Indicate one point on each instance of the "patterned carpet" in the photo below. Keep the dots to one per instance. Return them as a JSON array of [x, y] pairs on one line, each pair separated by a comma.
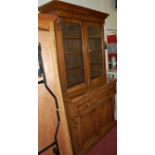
[[107, 145]]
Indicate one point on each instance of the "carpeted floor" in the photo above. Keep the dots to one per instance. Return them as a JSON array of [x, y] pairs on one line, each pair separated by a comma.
[[107, 145]]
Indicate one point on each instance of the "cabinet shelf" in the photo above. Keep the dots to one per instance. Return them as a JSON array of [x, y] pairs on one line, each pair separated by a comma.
[[95, 50], [72, 37], [94, 37], [73, 53], [75, 68]]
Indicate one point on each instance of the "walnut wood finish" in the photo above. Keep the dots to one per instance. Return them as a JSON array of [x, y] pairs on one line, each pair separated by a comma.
[[46, 110], [89, 105]]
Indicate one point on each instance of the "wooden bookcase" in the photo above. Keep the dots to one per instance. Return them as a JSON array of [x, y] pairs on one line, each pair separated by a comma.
[[88, 96]]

AIM OF THE TASK — Repeat the listing in full and exactly. Leave any pictures out.

FINISHED EXERCISE —
Indicate one point on each instance of the "patterned carpet" in the photo below. Keep the dots to one per instance. Return them as a JSON array of [x, y] pairs on one line, each pair separated by a comma.
[[107, 145]]
Indicate one point on each instance of the "carpeted floor" in the photo above. Keep the dots to one per instance. Return them as a JSON array of [x, y] pairs on one line, each pair separated by a comma.
[[107, 145]]
Indicate one point on each instance of the "cabinet shelf" in the photo above. Keep the dots to one per instance. Return them as a JSON array of [x, y] pairs on one line, each pair separated by a comma.
[[95, 50], [72, 37], [94, 37], [73, 53], [75, 68]]
Indicate one point on each instance of the "walnut wood finish" in the photo above. Keep the dots to one per instance. Return them as a JSON array of [x, y] pairs on one line, each pair separated by a comma.
[[46, 110], [89, 105]]
Indicate one point on each instance of the "wooden bookcase" in the photo above. Keep the dots to one per instance. Return them as a JSON array of [x, y] pairs on one line, each pair separated by a comma.
[[88, 96]]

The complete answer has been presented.